[Rows that point to named objects]
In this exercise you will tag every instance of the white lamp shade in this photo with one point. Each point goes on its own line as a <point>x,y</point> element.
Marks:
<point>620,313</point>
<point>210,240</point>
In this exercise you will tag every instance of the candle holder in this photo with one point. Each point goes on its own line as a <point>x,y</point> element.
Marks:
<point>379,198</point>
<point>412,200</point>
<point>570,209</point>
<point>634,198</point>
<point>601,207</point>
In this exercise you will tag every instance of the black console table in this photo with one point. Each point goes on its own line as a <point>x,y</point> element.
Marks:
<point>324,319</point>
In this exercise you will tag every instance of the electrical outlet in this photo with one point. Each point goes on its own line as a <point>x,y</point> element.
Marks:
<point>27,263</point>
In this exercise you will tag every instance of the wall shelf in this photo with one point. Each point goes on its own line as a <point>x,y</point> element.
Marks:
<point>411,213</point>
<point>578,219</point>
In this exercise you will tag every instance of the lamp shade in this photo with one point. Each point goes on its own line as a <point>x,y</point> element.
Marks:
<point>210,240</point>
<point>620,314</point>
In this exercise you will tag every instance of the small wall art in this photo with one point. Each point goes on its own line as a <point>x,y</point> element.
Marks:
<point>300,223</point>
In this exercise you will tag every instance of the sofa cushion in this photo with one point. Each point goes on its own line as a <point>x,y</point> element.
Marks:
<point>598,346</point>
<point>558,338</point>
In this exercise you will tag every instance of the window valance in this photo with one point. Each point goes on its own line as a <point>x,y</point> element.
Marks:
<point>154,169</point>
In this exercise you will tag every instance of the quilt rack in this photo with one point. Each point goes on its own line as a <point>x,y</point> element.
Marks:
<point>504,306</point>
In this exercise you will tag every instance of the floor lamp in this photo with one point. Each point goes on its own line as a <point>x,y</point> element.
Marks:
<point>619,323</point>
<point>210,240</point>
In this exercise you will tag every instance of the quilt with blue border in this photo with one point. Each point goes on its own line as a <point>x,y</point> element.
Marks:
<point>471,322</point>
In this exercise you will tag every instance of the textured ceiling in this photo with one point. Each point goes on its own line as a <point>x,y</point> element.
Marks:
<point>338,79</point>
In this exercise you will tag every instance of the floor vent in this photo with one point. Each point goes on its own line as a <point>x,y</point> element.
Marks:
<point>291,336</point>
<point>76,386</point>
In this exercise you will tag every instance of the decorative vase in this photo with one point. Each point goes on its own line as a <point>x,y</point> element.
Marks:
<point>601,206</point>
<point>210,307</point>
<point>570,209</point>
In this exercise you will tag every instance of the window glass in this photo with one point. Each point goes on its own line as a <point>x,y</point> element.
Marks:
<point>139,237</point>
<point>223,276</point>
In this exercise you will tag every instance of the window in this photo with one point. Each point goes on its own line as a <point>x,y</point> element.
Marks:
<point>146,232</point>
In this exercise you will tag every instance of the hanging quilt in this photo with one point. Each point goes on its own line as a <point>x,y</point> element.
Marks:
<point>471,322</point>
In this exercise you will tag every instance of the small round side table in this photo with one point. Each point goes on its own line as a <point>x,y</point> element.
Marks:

[WRITTEN TASK]
Duplicate all the rows above, line for line, with no changes.

[THE REPLY]
In this exercise you will tag every instance of the white lamp shade in this photo with one point. Each point goes on its own line as a <point>x,y</point> element.
Marks:
<point>620,313</point>
<point>210,240</point>
In this exercise you will tag every instance of the candle holder in this photo with one point. Each point goes on its own line as a <point>x,y</point> element.
Marks:
<point>379,198</point>
<point>412,200</point>
<point>570,209</point>
<point>634,198</point>
<point>601,207</point>
In this exercise you will tag every instance of the black console table in this photo with one point. Each point goes on its own line as a <point>x,y</point> element.
Marks:
<point>324,319</point>
In this exercise you will tag every instance of the electrical outlet in this photo with one point. Each point goes on its own line as a <point>x,y</point> element.
Marks:
<point>27,263</point>
In this exercise you will tag every instance of the wall shelf in this photo with one point. Each point goes on its own line as a <point>x,y</point> element.
Marks:
<point>411,213</point>
<point>578,219</point>
In this exercise you will tag every instance of the lamp shade in this photo with one point. Each point goes on its own line as a <point>x,y</point> element.
Marks:
<point>210,240</point>
<point>620,314</point>
In this exercise you will tag every instance of the small wall art in this photo with one point. Each point goes on its own line as a <point>x,y</point> element.
Marks:
<point>300,223</point>
In this exercise you will tag every instance of the sofa cushion in this photo with one point. Each point goes on its own line as a <point>x,y</point> element.
Marks:
<point>598,346</point>
<point>558,338</point>
In this exercise you will tag every instance of the window valance in this photo with one point. Each point goes on its own line as a <point>x,y</point> element.
Marks:
<point>154,169</point>
In this exercise you will tag every instance of the quilt rack in this photo with one point. Each point goes on its own line as a <point>x,y</point> element.
Marks:
<point>504,306</point>
In this exercise you will tag every instance of the floor lamp in this photo with one point. Each point goes on its own line as a <point>x,y</point> element.
Marks:
<point>619,323</point>
<point>210,240</point>
In this exercise you will tag every instance of the quilt with blue border in this photo with one point. Each point goes on its own line as a <point>x,y</point> element.
Marks:
<point>471,322</point>
In this exercise you will tag every instance of the textured ceiling in this photo with one point. Each point goes on its own line as a <point>x,y</point> element.
Marks:
<point>338,79</point>
In this exercise you will tag every instance of the floor vent in this photo with one point. Each point goes on its own line as a <point>x,y</point> element.
Marks:
<point>291,336</point>
<point>76,386</point>
In this exercise you will tag every instance of the decorative vase in this photo with one point. Each point goes on its own line as a <point>x,y</point> element.
Marks:
<point>601,206</point>
<point>210,307</point>
<point>570,209</point>
In this exercise you will tag every instance of the window glass in this photo with one point. Each point goes on its own line as a <point>x,y</point> element.
Marks:
<point>139,237</point>
<point>223,276</point>
In this exercise you will tag every instance of the window in this photo with one point. Each point goes on its own line as a <point>x,y</point> element.
Marks:
<point>146,232</point>
In this exercise you will tag every instance of the hanging quilt in this photo with one point. Each point goes on its own line as a <point>x,y</point> element.
Marks:
<point>471,322</point>
In this exercise you will tag every instance of the small round side table in this photo with one point. Each point goes on its own line as a <point>x,y</point> element.
Marks:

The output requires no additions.